-------- RECORDS

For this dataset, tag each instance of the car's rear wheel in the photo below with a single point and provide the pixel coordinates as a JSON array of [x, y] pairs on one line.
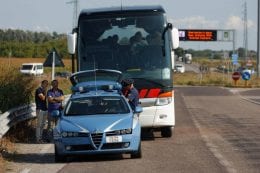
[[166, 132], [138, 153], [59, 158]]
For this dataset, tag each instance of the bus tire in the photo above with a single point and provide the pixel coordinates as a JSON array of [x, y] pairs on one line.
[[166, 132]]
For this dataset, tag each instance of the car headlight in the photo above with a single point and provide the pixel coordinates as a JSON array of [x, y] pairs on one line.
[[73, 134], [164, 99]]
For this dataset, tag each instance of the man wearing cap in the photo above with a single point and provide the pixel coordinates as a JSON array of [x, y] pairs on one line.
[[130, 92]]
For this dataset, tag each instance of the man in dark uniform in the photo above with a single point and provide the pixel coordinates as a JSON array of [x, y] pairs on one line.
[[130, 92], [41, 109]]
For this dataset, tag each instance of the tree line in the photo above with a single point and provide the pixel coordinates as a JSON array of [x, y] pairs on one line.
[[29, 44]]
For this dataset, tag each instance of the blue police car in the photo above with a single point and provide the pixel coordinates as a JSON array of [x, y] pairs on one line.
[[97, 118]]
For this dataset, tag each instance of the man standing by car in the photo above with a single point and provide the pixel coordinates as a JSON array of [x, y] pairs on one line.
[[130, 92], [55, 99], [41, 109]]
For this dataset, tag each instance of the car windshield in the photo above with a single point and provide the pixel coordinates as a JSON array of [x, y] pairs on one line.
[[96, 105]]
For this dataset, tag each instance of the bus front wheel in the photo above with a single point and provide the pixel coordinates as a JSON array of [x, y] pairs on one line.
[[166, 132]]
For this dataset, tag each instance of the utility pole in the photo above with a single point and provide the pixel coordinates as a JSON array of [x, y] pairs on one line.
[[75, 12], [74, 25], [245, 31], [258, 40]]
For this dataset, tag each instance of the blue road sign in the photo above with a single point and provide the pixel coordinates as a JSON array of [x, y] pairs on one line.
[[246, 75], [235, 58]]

----------------

Duplicate every line of the listing above word for word, leaving out the pictures.

◆ **EXERCISE RESULT**:
For this dataset, tag each instance of the car's rear wheel in the photo below with a single point and provide the pixel coordinates as a JSON array of [x, y] pairs on one line.
[[166, 132], [138, 153], [59, 158]]
For this dataset, tag each instance of the bus tire in the photo above with a single point and provide the pixel coordinates as a JSON array of [x, y] pairs on one line.
[[166, 132]]
For this dataset, tag each instance of the car headlight in the photo above with a single point and provide the pixel coordinates as a JSON array of [x, y] pairs on one line.
[[73, 134], [164, 99]]
For this dataset, tag each instance of the man wearing cap in the photo above with a single point and provide the pixel coordinates as a JSON array of [x, y] pairs on one line.
[[130, 92]]
For this dataset, tag each instance of the man in dark uniform in the photo above with a single point and provide the pixel coordinates as a JSON array of [x, y] pairs on one line.
[[130, 92], [41, 109]]
For this dataset, tag each instance of the tree line in the photo above with a single point and provide the pixel coordinates as a JSON array of [x, y] pairs on one line.
[[29, 44]]
For this dataset, tag each instance of the blue police car in the photo above with a single point and provide the pixel coordinates as a JSON array of [x, y] pairs on one line.
[[97, 118]]
For this dataset, tag each instance of the man standing by car in the photo above with a single point and provide the pixel coordinates as a JSON array of [x, y] pairs on one line.
[[130, 92], [55, 99], [41, 109]]
For this dataset, tag each instance of the car windshield in the photo above with a single point and provide the pixel coordinates as a JSON array of [x, y] pairs on one line.
[[96, 105]]
For this dataset, tag each instance of the bus front wheel in the photo above with a single point and provide the pixel coordinates as a JSON array of [x, y] pairs on one line.
[[166, 132]]
For this dataset, tag each instance of the utility pole in the photo above with a single point and provide the pixel coordinates as a JSON array of [x, y] pairs on one line.
[[75, 12], [74, 25], [245, 31], [258, 40]]
For this dataset, tag each instance of the blue road sign in the photo above with a single point and provide the pixel coordinates as a JSON array of [x, y] pairs on one line.
[[246, 75], [235, 58]]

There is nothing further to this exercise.